### 抜粋本文
==*==
ネットワーク上には性悪仮説がまかり通っていて、そこでは力(スキル)こそが正義になってしまう。その現状は何かおかしいのではないか、ということを一所懸命に主張している人がいた。まー、要するに、ネット世界ではやったもん勝ち(やられた方――ウイルスに感染したり、サーバをクラッキングされたり――のガードが甘いことが悪いことであるかのように言われる)であることが多いのは確かではあるし、悪意を持ったものが跳梁跋扈している現状は、別に悪意なんか持ち合わせていない人間にとってはいまいち居心地が悪いことも確かである。
しかし、そこで「力こそ正義」という言葉が出てきたことで、あまりにナイーブな世界の見方をしていてなんかほのぼのとした気分になってしまった。
この世界に絶対正義が存在しないように(絶対正義なるものが存在するという主張をお持ちの方は、なるべくなら具体的実例を挙げて私を論破してみせてください)、その鏡であるネットワーク上にも絶対正義なんてものは存在しないのである。あるのは力と人の意思だけ。現実世界にはそれ以外の要素も絡んでくるのでややこしいが、ネットワークではそれらの要素は切り捨てられているのでシンプルである。ある意味で理想化された人間社会といえよう(ここで言う理想は理想気体の理想と同じ意味である)。
要するに「力を持った奴が好き勝手やってる状態」というのは大概の人にとって正義なんかではないけれども、それはネットワーク世界の現状を説明する言葉として正しい。そこに正義なんていう単語を持ち出してくるのは話をややこしくするだけなので止めた方が良い。ネットワーク社会は原始的極まりないけれども、それはそれで居心地が良い部分が多いので、変に社会化されてしまうのはやっぱり気持ち悪いし、今よりは確実に不便になるだろう。そもそも誰が誰に社会化に伴う権力行使の権利を認めるのだろうか。
どうせ、コンピュータ自体が本当に使い物になるレベルにはまだまだ到達していないのであるからして、コンピュータを使っているからには、スキル=力がなければいつの日かひどい目に遭うことは約束されているようなものなのである。ひどい目に遭っていない人は単に運が良いだけなのだ。自動車を運転していれば、いつか必ず大なり小なりの事故に関わることになる、というのと似ているか。自動車を運転するに当たって、任意保険に入っていない人というのは単なる馬鹿である、という認識は、社会的なコンセンサスを得ることができるものであると思う。データのバックアップやウイルスやクラッカーに対する防備というのは、この任意保険のようなものであると思う。
==*==
### データ記録
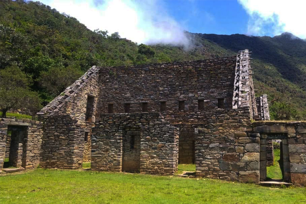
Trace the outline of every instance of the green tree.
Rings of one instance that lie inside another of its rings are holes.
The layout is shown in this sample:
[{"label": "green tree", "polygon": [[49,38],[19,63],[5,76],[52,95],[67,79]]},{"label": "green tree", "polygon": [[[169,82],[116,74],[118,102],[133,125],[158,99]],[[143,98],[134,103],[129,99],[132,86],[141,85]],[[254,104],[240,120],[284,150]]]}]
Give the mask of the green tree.
[{"label": "green tree", "polygon": [[72,66],[52,67],[42,72],[38,80],[43,87],[55,97],[72,84],[82,73],[79,68]]},{"label": "green tree", "polygon": [[150,46],[141,44],[138,46],[138,53],[144,54],[149,58],[154,57],[155,51]]},{"label": "green tree", "polygon": [[32,111],[41,107],[40,99],[28,86],[31,80],[16,65],[8,67],[0,72],[0,109],[2,117],[11,108],[25,108]]}]

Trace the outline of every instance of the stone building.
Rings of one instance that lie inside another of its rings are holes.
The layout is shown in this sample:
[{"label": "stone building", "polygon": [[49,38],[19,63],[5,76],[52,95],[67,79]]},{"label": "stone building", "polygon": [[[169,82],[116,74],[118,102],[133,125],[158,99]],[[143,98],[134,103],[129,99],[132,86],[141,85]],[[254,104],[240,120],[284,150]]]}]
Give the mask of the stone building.
[{"label": "stone building", "polygon": [[266,121],[267,96],[255,97],[250,60],[246,50],[94,66],[38,113],[39,164],[73,169],[90,161],[94,170],[166,175],[193,163],[198,176],[258,182],[266,179],[269,141],[278,139],[284,179],[306,184],[306,123]]}]

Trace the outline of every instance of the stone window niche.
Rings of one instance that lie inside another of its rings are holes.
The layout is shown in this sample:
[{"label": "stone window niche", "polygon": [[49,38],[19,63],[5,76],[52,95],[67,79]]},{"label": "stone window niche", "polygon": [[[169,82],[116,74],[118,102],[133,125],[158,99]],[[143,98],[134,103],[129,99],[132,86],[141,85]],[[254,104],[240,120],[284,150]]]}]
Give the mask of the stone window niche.
[{"label": "stone window niche", "polygon": [[140,169],[140,129],[127,128],[123,138],[122,171],[139,172]]},{"label": "stone window niche", "polygon": [[218,98],[218,108],[224,108],[224,99]]},{"label": "stone window niche", "polygon": [[185,110],[185,101],[179,101],[178,102],[178,110]]},{"label": "stone window niche", "polygon": [[204,100],[203,99],[199,99],[198,100],[198,109],[200,110],[204,109]]},{"label": "stone window niche", "polygon": [[95,97],[89,95],[87,95],[87,102],[86,105],[86,115],[85,120],[89,122],[92,121],[94,114],[94,102]]},{"label": "stone window niche", "polygon": [[148,112],[148,103],[147,102],[142,102],[141,103],[141,107],[142,109],[143,112]]},{"label": "stone window niche", "polygon": [[160,111],[166,111],[166,101],[161,101],[160,102]]},{"label": "stone window niche", "polygon": [[131,107],[131,104],[129,103],[126,103],[124,104],[124,112],[129,113],[130,108]]},{"label": "stone window niche", "polygon": [[109,103],[107,106],[107,113],[114,113],[114,104]]}]

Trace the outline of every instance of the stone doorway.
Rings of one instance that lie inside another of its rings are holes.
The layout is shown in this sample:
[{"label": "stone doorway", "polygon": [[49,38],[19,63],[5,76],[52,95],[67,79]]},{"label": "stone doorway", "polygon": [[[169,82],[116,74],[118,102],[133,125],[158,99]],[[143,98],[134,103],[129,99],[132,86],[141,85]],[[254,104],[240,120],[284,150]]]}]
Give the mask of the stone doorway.
[{"label": "stone doorway", "polygon": [[123,138],[122,171],[140,171],[140,129],[126,129]]},{"label": "stone doorway", "polygon": [[[271,152],[268,152],[272,140],[281,140],[280,144],[280,167],[282,171],[282,179],[280,180],[290,182],[290,163],[289,159],[289,148],[287,133],[262,133],[260,134],[259,179],[261,181],[267,180],[267,167],[271,165],[269,159]],[[268,152],[267,152],[267,145]],[[268,156],[267,157],[267,155]],[[267,159],[267,158],[268,159]]]},{"label": "stone doorway", "polygon": [[8,154],[6,153],[5,157],[7,160],[8,158],[9,161],[5,162],[3,167],[25,168],[27,162],[28,127],[9,125],[7,130],[10,134],[7,135],[6,149]]}]

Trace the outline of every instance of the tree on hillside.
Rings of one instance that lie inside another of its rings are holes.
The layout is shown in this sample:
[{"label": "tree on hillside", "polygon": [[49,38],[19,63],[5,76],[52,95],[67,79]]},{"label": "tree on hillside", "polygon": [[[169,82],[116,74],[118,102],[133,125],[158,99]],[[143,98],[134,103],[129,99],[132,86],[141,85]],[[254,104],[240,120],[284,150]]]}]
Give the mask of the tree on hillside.
[{"label": "tree on hillside", "polygon": [[8,67],[0,72],[0,109],[2,117],[6,117],[10,109],[25,108],[32,111],[41,107],[40,99],[36,92],[28,88],[31,82],[17,66]]},{"label": "tree on hillside", "polygon": [[144,54],[148,57],[154,57],[155,51],[149,46],[141,44],[138,46],[138,53]]},{"label": "tree on hillside", "polygon": [[52,67],[47,71],[42,72],[39,80],[43,87],[55,97],[72,84],[82,73],[79,68],[71,65],[66,68]]}]

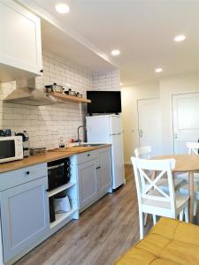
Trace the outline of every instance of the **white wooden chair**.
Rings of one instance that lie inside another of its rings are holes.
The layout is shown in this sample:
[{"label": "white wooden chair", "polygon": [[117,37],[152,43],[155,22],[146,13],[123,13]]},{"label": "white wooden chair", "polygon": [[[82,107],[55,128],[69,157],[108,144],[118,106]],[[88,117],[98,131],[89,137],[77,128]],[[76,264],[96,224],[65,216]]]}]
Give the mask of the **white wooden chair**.
[{"label": "white wooden chair", "polygon": [[[187,142],[187,148],[188,148],[188,155],[198,155],[199,143],[198,142]],[[188,182],[188,175],[185,176],[187,178]],[[194,180],[195,180],[195,200],[194,200],[194,216],[196,216],[197,213],[197,201],[199,201],[199,173],[194,173]],[[188,194],[189,188],[188,184],[186,184],[180,189],[180,193]]]},{"label": "white wooden chair", "polygon": [[[188,222],[189,196],[176,194],[174,191],[172,170],[175,166],[175,160],[147,160],[137,157],[132,157],[131,160],[137,189],[140,238],[143,238],[143,213],[172,218],[177,218],[180,215],[180,220],[185,214],[185,220]],[[146,173],[150,170],[158,171],[154,180]],[[163,176],[166,176],[168,179],[169,193],[164,192],[157,186]]]},{"label": "white wooden chair", "polygon": [[[151,153],[151,147],[150,146],[145,146],[141,147],[134,149],[134,155],[138,158],[143,158],[143,159],[149,159],[150,158],[150,153]],[[152,178],[152,176],[151,176]],[[157,183],[162,190],[168,191],[168,181],[166,178],[161,178]],[[179,190],[180,186],[184,184],[184,180],[181,178],[175,178],[174,179],[174,188],[175,190]]]}]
==*==
ネット上の正義を論じた文章から、「ネットワーク上には性悪仮説が」から「体の理想と同じ意味である)。」までを一字一句そのまま書き写してください。

### 解答
ネットワーク上には性悪仮説がまかり通っていて、そこでは力(スキル)こそが正義になってしまう。その現状は何かおかしいのではないか、ということを一所懸命に主張している人がいた。まー、要するに、ネット世界ではやったもん勝ち(やられた方――ウイルスに感染したり、サーバをクラッキングされたり――のガードが甘いことが悪いことであるかのように言われる)であることが多いのは確かではあるし、悪意を持ったものが跳梁跋扈している現状は、別に悪意なんか持ち合わせていない人間にとってはいまいち居心地が悪いことも確かである。
しかし、そこで「力こそ正義」という言葉が出てきたことで、あまりにナイーブな世界の見方をしていてなんかほのぼのとした気分になってしまった。
この世界に絶対正義が存在しないように(絶対正義なるものが存在するという主張をお持ちの方は、なるべくなら具体的実例を挙げて私を論破してみせてください)、その鏡であるネットワーク上にも絶対正義なんてものは存在しないのである。あるのは力と人の意思だけ。現実世界にはそれ以外の要素も絡んでくるのでややこしいが、ネットワークではそれらの要素は切り捨てられているのでシンプルである。ある意味で理想化された人間社会といえよう(ここで言う理想は理想気体の理想と同じ意味である)。